* OBJECTIVE
All records are to be retyped faithfully and completely.

* ENTRIES SUPPLIED
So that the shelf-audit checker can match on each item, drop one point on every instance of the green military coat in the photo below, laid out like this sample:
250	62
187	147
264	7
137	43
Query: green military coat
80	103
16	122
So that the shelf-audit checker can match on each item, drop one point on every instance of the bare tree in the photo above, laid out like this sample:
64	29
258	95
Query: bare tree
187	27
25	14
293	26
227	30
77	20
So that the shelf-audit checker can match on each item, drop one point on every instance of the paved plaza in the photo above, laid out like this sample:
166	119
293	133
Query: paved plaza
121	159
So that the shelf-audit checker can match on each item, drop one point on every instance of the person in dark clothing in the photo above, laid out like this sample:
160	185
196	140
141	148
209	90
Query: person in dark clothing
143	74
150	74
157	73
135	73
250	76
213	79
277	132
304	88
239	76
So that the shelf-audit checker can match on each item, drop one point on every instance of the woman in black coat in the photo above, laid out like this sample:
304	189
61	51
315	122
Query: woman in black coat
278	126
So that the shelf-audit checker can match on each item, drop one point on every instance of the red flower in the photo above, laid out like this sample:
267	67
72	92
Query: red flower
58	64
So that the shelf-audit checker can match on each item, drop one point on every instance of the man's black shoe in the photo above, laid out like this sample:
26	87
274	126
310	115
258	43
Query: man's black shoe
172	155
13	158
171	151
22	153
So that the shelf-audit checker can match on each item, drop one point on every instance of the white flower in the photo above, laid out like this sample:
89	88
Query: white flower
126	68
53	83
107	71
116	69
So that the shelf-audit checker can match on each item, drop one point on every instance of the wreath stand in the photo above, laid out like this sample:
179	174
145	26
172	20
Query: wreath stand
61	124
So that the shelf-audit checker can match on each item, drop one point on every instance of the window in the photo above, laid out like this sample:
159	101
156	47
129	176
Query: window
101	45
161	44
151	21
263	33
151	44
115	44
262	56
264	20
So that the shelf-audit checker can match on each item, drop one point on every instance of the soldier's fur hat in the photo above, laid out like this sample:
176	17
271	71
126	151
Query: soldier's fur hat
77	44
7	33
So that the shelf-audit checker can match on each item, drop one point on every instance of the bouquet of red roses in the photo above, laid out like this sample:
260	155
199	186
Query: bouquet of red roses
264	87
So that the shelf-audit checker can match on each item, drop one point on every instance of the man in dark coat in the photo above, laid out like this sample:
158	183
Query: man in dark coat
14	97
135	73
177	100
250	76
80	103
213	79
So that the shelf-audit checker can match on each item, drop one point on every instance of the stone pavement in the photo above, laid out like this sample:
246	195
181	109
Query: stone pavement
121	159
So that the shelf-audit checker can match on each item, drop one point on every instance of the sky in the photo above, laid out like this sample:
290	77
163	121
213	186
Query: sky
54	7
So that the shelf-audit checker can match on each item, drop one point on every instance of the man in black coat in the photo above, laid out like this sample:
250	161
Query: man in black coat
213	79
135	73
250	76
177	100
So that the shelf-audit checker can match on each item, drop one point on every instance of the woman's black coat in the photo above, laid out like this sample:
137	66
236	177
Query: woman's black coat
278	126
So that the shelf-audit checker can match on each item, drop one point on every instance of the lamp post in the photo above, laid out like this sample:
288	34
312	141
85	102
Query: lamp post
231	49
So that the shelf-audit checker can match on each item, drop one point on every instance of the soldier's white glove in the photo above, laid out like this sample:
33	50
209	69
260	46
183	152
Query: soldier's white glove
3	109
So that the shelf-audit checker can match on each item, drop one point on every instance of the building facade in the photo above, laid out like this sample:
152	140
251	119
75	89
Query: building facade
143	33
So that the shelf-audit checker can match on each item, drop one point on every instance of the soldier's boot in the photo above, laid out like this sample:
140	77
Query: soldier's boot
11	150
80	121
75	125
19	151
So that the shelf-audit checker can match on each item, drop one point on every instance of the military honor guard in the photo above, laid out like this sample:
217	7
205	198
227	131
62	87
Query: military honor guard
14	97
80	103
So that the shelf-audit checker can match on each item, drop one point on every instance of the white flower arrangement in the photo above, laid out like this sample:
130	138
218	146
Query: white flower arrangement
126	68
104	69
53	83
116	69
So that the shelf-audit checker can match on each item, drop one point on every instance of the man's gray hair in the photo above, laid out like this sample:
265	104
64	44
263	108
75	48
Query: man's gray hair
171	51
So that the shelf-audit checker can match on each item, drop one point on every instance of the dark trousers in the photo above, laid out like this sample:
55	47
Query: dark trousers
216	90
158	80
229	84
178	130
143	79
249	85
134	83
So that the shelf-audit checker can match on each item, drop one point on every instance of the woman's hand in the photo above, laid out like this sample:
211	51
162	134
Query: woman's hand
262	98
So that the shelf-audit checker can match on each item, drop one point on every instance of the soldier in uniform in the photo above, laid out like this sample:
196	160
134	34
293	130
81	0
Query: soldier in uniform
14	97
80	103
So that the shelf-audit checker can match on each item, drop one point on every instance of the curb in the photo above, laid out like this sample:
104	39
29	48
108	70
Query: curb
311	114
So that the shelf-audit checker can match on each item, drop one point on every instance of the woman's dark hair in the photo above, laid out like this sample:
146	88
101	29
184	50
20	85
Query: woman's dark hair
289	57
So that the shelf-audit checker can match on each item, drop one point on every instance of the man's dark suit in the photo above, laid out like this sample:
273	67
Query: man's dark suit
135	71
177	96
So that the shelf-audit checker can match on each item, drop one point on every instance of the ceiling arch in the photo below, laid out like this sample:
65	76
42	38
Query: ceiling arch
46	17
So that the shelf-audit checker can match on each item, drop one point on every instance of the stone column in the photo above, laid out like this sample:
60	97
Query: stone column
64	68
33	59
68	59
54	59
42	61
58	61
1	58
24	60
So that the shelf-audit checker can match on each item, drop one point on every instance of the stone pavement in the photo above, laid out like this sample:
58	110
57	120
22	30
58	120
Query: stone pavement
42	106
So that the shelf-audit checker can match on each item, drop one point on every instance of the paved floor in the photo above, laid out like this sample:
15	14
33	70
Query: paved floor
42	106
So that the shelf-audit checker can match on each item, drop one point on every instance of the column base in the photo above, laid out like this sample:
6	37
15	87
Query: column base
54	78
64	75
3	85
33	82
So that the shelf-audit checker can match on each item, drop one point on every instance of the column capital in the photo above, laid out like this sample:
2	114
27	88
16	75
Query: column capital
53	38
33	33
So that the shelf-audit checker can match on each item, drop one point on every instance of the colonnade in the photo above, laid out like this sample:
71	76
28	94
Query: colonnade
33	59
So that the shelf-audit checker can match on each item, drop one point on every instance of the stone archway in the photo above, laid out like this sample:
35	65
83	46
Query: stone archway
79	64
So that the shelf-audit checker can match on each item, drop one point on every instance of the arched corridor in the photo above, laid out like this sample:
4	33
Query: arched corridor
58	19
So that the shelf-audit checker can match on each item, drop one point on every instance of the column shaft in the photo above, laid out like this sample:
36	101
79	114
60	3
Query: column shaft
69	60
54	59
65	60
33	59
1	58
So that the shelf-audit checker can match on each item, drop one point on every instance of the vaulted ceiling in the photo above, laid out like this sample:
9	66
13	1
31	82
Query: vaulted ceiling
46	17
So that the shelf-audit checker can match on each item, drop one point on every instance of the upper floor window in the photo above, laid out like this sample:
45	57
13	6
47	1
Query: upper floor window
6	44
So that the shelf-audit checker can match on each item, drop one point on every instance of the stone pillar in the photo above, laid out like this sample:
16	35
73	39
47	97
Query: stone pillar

* OUTPUT FOR THIS EXERCISE
So that the shelf-audit checker can match on each item, drop one point on every instance of the green military coat in the photo below, laid out like this sample:
250	62
187	147
264	7
137	43
Query: green military coat
80	103
16	122
So that the shelf-audit checker can match on each item, drop one point on every instance of the bare tree in the photo above, laid out like this sample:
64	29
258	95
Query: bare tree
187	27
25	14
293	26
227	30
77	20
So that the shelf-audit checker can match on each item, drop one point on every instance of the paved plaza in the photo above, laid out like this sample:
166	119
293	133
Query: paved plaza
121	159
So that the shelf-audit checker can match on each item, drop one point on every instance of the person in dark clothing in the photo above, laid out like this sample:
160	185
196	140
141	148
209	90
Query: person in dark clothing
143	74
150	74
157	73
135	73
250	76
213	79
277	132
304	88
239	76
So that the shelf-audit checker can match on each item, drop one point on every instance of the woman in black coat in the photo above, laid out like this sample:
304	189
61	51
315	122
Query: woman in black coat
278	126
So that the shelf-audit checker can match on each item, drop one point on every instance of the red flower in the photo above, laid out like this sample:
267	67
72	92
Query: red flower
58	64
So that the shelf-audit checker can match on each item, drop one point on every instance of the man's black shoe in the photo above, laid out like this sample:
26	87
274	126
310	115
258	43
Query: man's black shoe
172	155
13	158
171	151
22	153
So that the shelf-audit checker can match on each item, drop one point on every instance of the white flower in the photo above, laid out like this sample:
89	88
Query: white flower
126	68
53	83
107	71
116	69
So that the shelf-audit checker can match on each item, drop one point on every instance of the wreath stand in the photo above, laid out like this sample:
179	174
145	26
172	20
Query: wreath stand
61	124
So that the shelf-audit checker can match on each item, drop one point on every instance of the window in the photo above, laid out like this sample:
159	101
156	47
129	176
Query: window
101	45
161	44
151	21
263	33
151	44
115	44
262	56
264	20
So that the shelf-audit checker can match on each item, drop one point on every instance of the soldier's fur hat in the photo above, laid out like this sample:
176	17
271	71
126	151
Query: soldier's fur hat
77	44
7	33
So that the shelf-audit checker can match on each item, drop one point on every instance of the bouquet of red roses in the photo above, laid out like this sample:
260	155
199	186
Query: bouquet of red roses
264	87
So that the shelf-audit checker can match on each item, drop one point on every instance of the man in dark coat in the photo above, laid out like this sample:
158	183
Query: man in dark coat
14	97
135	73
177	100
250	76
80	103
213	79
So that the shelf-audit checker can match on each item, drop one point on every instance of the stone pavement in the photo above, laid out like this sample:
246	195
181	109
Query: stone pavement
121	159
So that the shelf-audit checker can match on each item, drop one point on every instance of the sky in the photo above, laid out like this sample:
290	77
163	121
213	186
Query: sky
54	7
So that the shelf-audit checker can match on each item, drop one point on every instance of the man in black coat in the photo above, laid out like this sample:
250	161
Query: man in black coat
213	79
135	73
250	76
177	100
So that the shelf-audit checker can match on each item, drop one point on every instance of the woman's black coat in the photo above, laid out like this sample:
137	66
236	177
Query: woman's black coat
278	126
So that the shelf-audit checker can match on each item, drop one point on every instance of the lamp post in the photo above, laid out like this sample:
288	34
312	141
85	102
Query: lamp post
231	49
So that the shelf-audit checker can match on each item, drop one point on every instance of the soldier's white glove in the photo above, laid out like this sample:
33	50
209	69
260	46
183	152
Query: soldier's white glove
3	109
So that the shelf-audit checker can match on each item, drop one point on every instance of the building facade in the photo above, laid out like this sample:
152	140
251	119
75	89
Query: building facade
143	33
So that the shelf-audit checker can match on each item, drop one point on every instance of the soldier's boot in the photo above, laid out like this sample:
140	77
Query: soldier's boot
11	150
80	121
75	125
19	151
So that the shelf-audit checker can match on each item, drop one point on every instance of the military honor guard in the photo above, laid out like this sample:
217	7
205	198
227	131
62	87
Query: military honor guard
14	97
80	103
So that the shelf-audit checker can match on each item, drop one point on every instance of the white flower arrangement in the photo above, laid out like this sample:
130	138
218	146
Query: white flower arrangement
126	68
104	69
53	83
116	69
So that the shelf-audit checker can match on each item, drop one point on every instance of the man's gray hair in the photo above, laid out like this sample:
265	104
64	44
263	108
75	48
Query: man's gray hair
171	51
So that the shelf-audit checker can match on each item, drop one point on every instance of the dark trousers in the photo above, laid out like this sample:
55	47
Query: dark trousers
216	90
158	80
229	84
178	130
143	79
249	85
134	83
So that the shelf-audit checker can match on each item, drop one point on every instance of the woman's hand in the photo above, laid out like this sample:
211	51
162	134
Query: woman's hand
262	98
So that the shelf-audit checker can match on each item, drop one point on every instance of the soldier in uniform in the photo above, laid out like this sample:
196	160
134	34
293	130
81	0
Query: soldier in uniform
14	97
80	103
So that the shelf-audit checker can match on each item, drop one point on every instance of the curb in the photo above, laid out like this sample:
104	39
29	48
108	70
Query: curb
311	114
So that the shelf-audit checker can match on each item, drop one point on every instance of the woman's dark hair in the photo above, laid out like this sample:
146	88
101	29
184	50
20	85
Query: woman's dark hair
289	57
So that the shelf-audit checker can match on each item, drop one point on every instance of the man's dark suit in the photo above, laid out like this sample:
273	67
Query: man's dark suit
135	71
177	96
So that the shelf-audit checker can match on each item, drop one point on every instance of the ceiling arch in the photo below, laid out like this sample:
65	76
42	38
Query: ceiling arch
46	17
So that the shelf-audit checker can match on each item, drop one point on every instance of the stone column in the photo above, laid out like this sample:
60	97
Query: stone column
64	68
33	59
68	59
54	59
42	61
58	61
1	58
24	60
So that the shelf-audit checker can match on each item, drop one point on every instance of the stone pavement in the photo above, laid out like this sample:
58	110
57	120
22	30
58	120
Query: stone pavement
42	106
So that the shelf-audit checker can match on each item, drop one point on every instance of the paved floor in the photo above, laid out like this sample:
15	14
33	70
Query: paved floor
42	106
So that the shelf-audit checker can match on each item, drop one point on every instance of the column base in the photo above, laid out like this sample:
6	37
15	87
Query: column base
54	78
64	75
3	85
33	82
So that the shelf-audit checker can match on each item, drop one point on every instance of the column capital in the photo above, laid out like this sample:
2	114
27	88
16	75
Query: column capital
53	38
33	33
So that the shelf-audit checker can match on each item, drop one point on every instance of the colonnade in the photo above, laid out like this sample:
71	76
28	94
Query: colonnade
33	59
So that the shelf-audit checker can match on each item, drop one point on every instance of the stone archway in the photo above, laid out like this sample:
35	65
83	46
Query: stone archway
79	64
So that the shelf-audit checker can match on each item, drop one point on every instance of the arched corridor in the photo above, laid out like this sample:
4	33
Query: arched corridor
58	19
So that the shelf-audit checker can match on each item, drop one point on every instance of the column shaft in the photo above, laid out like this sample:
36	101
79	114
60	3
Query: column shaft
69	60
54	59
65	60
33	59
1	58
So that the shelf-audit checker can match on each item, drop one point on every instance of the vaulted ceiling in the photo above, laid out like this sample:
9	66
13	1
31	82
Query: vaulted ceiling
46	17
So that the shelf-audit checker can match on each item, drop one point on every instance of the upper floor window in the photo above, laid out like this sample:
45	57
13	6
47	1
Query: upper floor window
6	44
So that the shelf-audit checker can match on each item, drop one point on every instance of the stone pillar in the photo above, laid out like this sample:
16	35
73	39
47	97
Query: stone pillar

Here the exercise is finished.